Activity:
Restate the records below word for word, and omit the images they hold.

Records for this task:

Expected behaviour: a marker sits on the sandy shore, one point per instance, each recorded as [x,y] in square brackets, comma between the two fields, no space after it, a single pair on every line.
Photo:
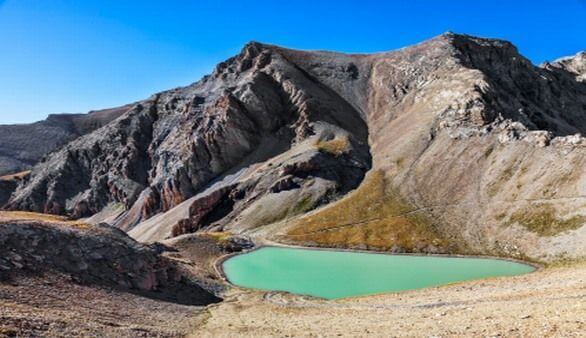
[548,303]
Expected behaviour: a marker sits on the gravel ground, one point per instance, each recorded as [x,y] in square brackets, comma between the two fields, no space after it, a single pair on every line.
[548,303]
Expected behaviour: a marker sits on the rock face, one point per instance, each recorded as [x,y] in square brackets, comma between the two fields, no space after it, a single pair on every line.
[23,145]
[167,148]
[466,131]
[101,255]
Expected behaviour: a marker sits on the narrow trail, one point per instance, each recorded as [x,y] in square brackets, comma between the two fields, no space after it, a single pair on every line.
[427,208]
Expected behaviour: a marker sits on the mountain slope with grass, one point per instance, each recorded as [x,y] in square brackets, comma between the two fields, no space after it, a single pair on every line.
[456,144]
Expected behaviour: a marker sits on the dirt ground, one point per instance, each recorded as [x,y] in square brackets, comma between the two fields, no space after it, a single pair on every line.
[548,303]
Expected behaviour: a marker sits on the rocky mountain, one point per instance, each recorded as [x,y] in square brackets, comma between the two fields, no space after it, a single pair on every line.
[23,145]
[457,144]
[99,255]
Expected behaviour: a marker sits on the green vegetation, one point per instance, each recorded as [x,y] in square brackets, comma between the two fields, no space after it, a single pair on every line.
[373,216]
[542,220]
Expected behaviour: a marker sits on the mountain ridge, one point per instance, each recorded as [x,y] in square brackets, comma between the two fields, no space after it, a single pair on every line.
[273,133]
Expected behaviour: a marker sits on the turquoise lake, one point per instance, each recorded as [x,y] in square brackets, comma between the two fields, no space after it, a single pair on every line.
[338,274]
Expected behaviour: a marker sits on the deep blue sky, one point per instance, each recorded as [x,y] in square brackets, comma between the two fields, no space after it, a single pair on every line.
[77,55]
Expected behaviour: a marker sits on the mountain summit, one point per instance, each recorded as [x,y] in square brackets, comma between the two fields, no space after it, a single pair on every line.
[456,144]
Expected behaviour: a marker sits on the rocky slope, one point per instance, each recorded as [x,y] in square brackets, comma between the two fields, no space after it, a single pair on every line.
[23,145]
[470,147]
[98,255]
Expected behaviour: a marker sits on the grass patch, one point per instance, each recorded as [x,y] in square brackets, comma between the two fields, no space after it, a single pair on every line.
[373,216]
[46,218]
[336,147]
[543,220]
[217,236]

Solution to this exercise:
Expected behaviour: a marker sits on the sandy shore, one point per instance, each recorded as [x,y] in square brackets, comma between the two fields, no space after it, a single pair on every line.
Photo:
[548,303]
Expected behaviour: a marker sits on the gravel ground, one point per instance, each recorded as [x,y] in square brackets, comma between the two fields, no space after it, a single pair on every line.
[548,303]
Expected behaviour: a marker sits on the rock face, one point per instance, each recorded as [x,y] in square brackets, comma between the two fields, no space after it, a single pair on every line.
[23,145]
[167,148]
[466,131]
[101,255]
Expected behaviour: a marker sits on the narrow trail, one point per instance, each recorded as [x,y] in square brackets, comma between the two fields, no space after it, a single pair on every line.
[427,208]
Expected behaviour: a marker sits on the mountain slope with grass, one point per instance, each recorded as [x,y] in square brackets, comma between the two fields, no space after it, a single pair on every line.
[456,144]
Expected behaviour: a marker sits on the dirt ground, one point per instance, each recorded as [x,y] in square brackets, comma between the two fields, no space after it, a single pair on every line.
[548,303]
Expected behaviour: a marker sits on the rocky mountain, one point per instance, each recorded as [x,y] in square brackets, comma between the two fields, no space after it, a single pair on every line.
[23,145]
[457,144]
[99,255]
Expected behaviour: a marker sits on the green vegetation, one point per instance, each recorded as [x,y] in square brackets, comma between the two fields, no space after it, a single pair on every line.
[373,216]
[542,220]
Expected behaviour: a marker sits on the mountain ridge, one point per instance, each recorded as [x,y] in square brackets, comma between the two fields, no space after it, a single pair on every line.
[273,133]
Expected behaviour: a marker sits on the turquoise lake, one point per instance, each recorded as [x,y] in square brackets, comma between the two fields, no space after it, a single pair on every line.
[338,274]
Expected behaviour: a marker sits on the deep blue sky, one point per instance, each recorded as [x,y] in square brackets, comma between the two fields, no space after it, a single pair on every line.
[77,55]
Expected behaviour: a marker sits on the mountain summit, one point per instance, each recorded as [x,y] in square brackets, comma between the two fields, no space after it, a single pair on every line.
[456,144]
Expected behaviour: a marker sits on the rocky slope, one point per instance, each recorded as [x,y] in square brackets, comma between the two fields, no space after it, a single pair on every line.
[23,145]
[470,147]
[98,255]
Expected behaviour: a marker sits on the grass patch, one point per instance, each recorded as [x,y] in square brackets, comma between the two fields, no space after it, a single pair on every line.
[373,216]
[46,218]
[336,147]
[543,220]
[217,236]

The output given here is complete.